§ **PROVIDED TEXT**

____________

--- In [email protected], Alexander Johannesen 
<alexander.johanne...@...> wrote:
>
> I think this is my point, exactly; a focus on some things that needs
> flexibility can get you a long way. A lot of companies I've worked
> with are locked down hard in terms of infra-structure, and they 
> really have no idea how to fix it. I think more and more realize 
> you can't buy shrink-wrap to fix it (ie. some ESB), they have to 
> put some serious thought into it. The beauty of SOA as a way of 
> thinking rather than a way of doing is that even when your 
> perticular project fails you've learnt something important about 
> those principles, use the best of that in the next project and move 
> on.
> 
> It's a bit like when I started doing Topic Maps; once I got it, I
> couldn't go back to designing data-models quite the same, no more
> lookup-tables, shared indeces, atomic entities, etc. Once you go 
> down the path of a new paradigm that just makes so much sense, it's 
> hard to go back.

Excellent points!

My concern is this. SO supposedly provides flexibility. So people take that and 
say "let's do SOA so we can be flexible" without identifying what needs to be 
flexible and what form the flexibility needs to be. Once those are determined, 
any number of styles can help that be achieved. 

> And that's my point, really; once you go thinking in terms of SOA,
> you're set on the path of salvation, even if you will sin a lot 
> along the way there.

____________

§ **GIVEN INFORMATION**
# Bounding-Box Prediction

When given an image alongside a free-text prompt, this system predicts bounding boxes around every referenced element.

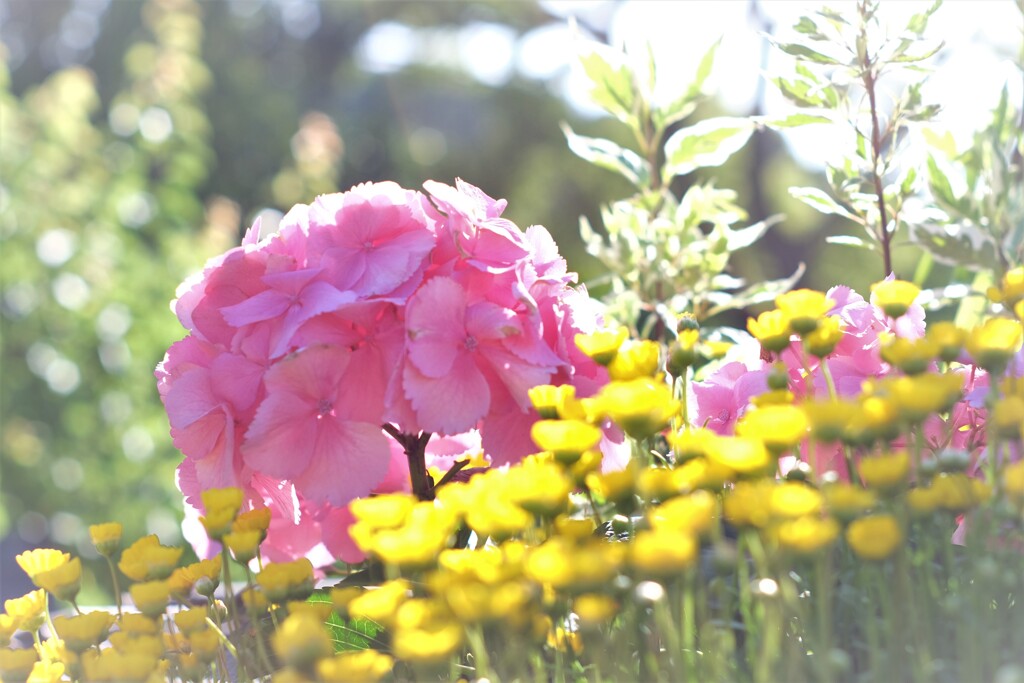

____________

§ **SHORT TASK**
Carry on the mailing-list reply about SOA and flexibility, starting right after its last line.

§ **REPLY**
That's where we diverge. SO, IMO, is not the path of salvation, though I 
imagine you're just being a bit heavy on hyperbole. It's a path. How effective 
one is with SO will be largely determined by how effective one is with 
architecture and planning in general. 

Alas, I have no good evidence of that. It's just anecdotal.

> > How about business-focused thinking? ;-)
> 
> Why not? :) It's a crazy concept, really, that businesses should 
> start thinking about business. But I guess it has taken us this 
> long to realize that IT isn't disjoint or separate from the rest of 
> the business.

Amen to that.

> We're discussing end-game stuff here, but in my world there is no 
> end-game, never will be, never was. It's all a perpetual furnace of 
> ideas and practices, no matter what business you're running, with 
> people and products and all that other baggage, and it's going to 
> be there whether you do something called SOA or not. By this token 
> the architectural style is *the* thing to focus on, because if 
> *that* is what's going to keep you in business, then that's the 
> important part of it. And in a sense, it's the end-game of 
> comapnies, even if it isn't the end-game for people.

Excellent point about the end-game notion.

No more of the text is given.